Rewrite the records below as a numbered list, omitting any blank lines.

=======

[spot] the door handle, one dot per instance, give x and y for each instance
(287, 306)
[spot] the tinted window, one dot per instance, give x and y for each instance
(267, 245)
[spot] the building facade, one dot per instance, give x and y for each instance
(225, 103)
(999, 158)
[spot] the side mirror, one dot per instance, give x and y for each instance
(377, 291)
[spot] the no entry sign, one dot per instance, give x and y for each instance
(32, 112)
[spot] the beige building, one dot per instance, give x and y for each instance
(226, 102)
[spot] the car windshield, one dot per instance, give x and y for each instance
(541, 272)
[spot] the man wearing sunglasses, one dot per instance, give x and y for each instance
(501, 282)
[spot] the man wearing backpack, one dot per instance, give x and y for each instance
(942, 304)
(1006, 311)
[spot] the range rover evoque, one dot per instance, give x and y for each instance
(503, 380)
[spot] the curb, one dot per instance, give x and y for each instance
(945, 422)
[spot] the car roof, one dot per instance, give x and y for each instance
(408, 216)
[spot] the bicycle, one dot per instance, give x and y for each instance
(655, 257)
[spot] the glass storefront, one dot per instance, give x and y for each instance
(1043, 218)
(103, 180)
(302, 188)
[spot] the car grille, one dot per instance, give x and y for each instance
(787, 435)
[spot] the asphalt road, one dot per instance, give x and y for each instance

=======

* **RESULT FOR THIS EXERCISE**
1. [spot] the door handle, one dot per instance, give x and y for each instance
2. (287, 306)
3. [spot] the tinted window, one dot per instance, give x and y for each instance
4. (267, 245)
5. [spot] the building facade, one dot per instance, give x and y for each instance
6. (225, 103)
7. (999, 158)
8. [spot] the side mirror, one dot per instance, give x and y for each instance
9. (377, 291)
10. [spot] the no entry sign, one dot per instance, give x and y for each instance
11. (32, 112)
12. [spot] the beige building, one dot per instance, give x and y for each instance
13. (226, 102)
14. [spot] the car windshield, one dot per instance, give x and y for each instance
15. (541, 272)
16. [spot] the man wearing sunglasses, one dot per instance, give x and y for each instance
17. (501, 282)
18. [spot] the man wearing backpack, one dot per instance, give x and y for each instance
19. (942, 304)
20. (1006, 311)
21. [spot] the range rover evoque, one dot per instance, give x and y for each instance
22. (503, 380)
23. [spot] the curb, one dot per instance, give x and y for each instance
24. (945, 422)
25. [spot] the car roof, one dot per instance, give x and y for each instance
26. (408, 216)
27. [spot] the bicycle, one dot per instance, give x and y for each instance
28. (655, 257)
29. [spot] the glass storefront, one dot per instance, give x and y for each instance
30. (1043, 218)
31. (103, 180)
32. (302, 188)
33. [spot] the car grille, one dot per instance, give x and y for each instance
34. (787, 435)
35. [spot] the asphalt road, one dot per instance, give x and y for each instance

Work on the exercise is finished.